• Instruction:
Rewrite the following lines, replacing "outline" with "boundary" and leaving everything else unchanged.

- - - - -

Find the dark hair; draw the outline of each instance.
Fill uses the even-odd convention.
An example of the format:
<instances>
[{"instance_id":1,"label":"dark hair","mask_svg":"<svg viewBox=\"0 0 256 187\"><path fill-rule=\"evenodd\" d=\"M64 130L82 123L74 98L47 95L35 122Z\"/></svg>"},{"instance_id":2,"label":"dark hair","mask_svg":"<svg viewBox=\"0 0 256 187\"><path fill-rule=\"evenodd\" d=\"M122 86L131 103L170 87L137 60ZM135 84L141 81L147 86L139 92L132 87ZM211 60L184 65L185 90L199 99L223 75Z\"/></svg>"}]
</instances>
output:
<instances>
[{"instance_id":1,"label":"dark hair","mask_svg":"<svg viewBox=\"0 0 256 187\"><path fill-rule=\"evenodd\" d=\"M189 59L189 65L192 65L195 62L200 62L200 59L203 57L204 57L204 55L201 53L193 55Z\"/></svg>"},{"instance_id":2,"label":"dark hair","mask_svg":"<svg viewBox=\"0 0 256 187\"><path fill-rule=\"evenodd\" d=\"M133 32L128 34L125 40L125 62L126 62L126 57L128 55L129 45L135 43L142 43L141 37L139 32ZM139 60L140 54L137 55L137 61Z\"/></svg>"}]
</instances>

- - - - -

• Solution to this problem:
Find the dark hair; draw the boundary of each instance.
Fill uses the even-odd convention.
An example of the format:
<instances>
[{"instance_id":1,"label":"dark hair","mask_svg":"<svg viewBox=\"0 0 256 187\"><path fill-rule=\"evenodd\" d=\"M64 130L82 123L74 98L47 95L35 122Z\"/></svg>"},{"instance_id":2,"label":"dark hair","mask_svg":"<svg viewBox=\"0 0 256 187\"><path fill-rule=\"evenodd\" d=\"M122 86L131 103L170 87L137 60ZM135 84L141 81L147 86L139 92L132 87ZM211 60L184 65L185 90L199 99L223 75Z\"/></svg>"}]
</instances>
output:
<instances>
[{"instance_id":1,"label":"dark hair","mask_svg":"<svg viewBox=\"0 0 256 187\"><path fill-rule=\"evenodd\" d=\"M189 59L189 65L192 65L195 62L200 62L200 59L203 57L204 57L204 55L201 53L193 55Z\"/></svg>"},{"instance_id":2,"label":"dark hair","mask_svg":"<svg viewBox=\"0 0 256 187\"><path fill-rule=\"evenodd\" d=\"M133 32L128 34L125 40L125 62L126 62L126 57L128 55L129 45L135 43L142 43L141 37L139 32ZM139 60L140 54L137 55L137 61Z\"/></svg>"}]
</instances>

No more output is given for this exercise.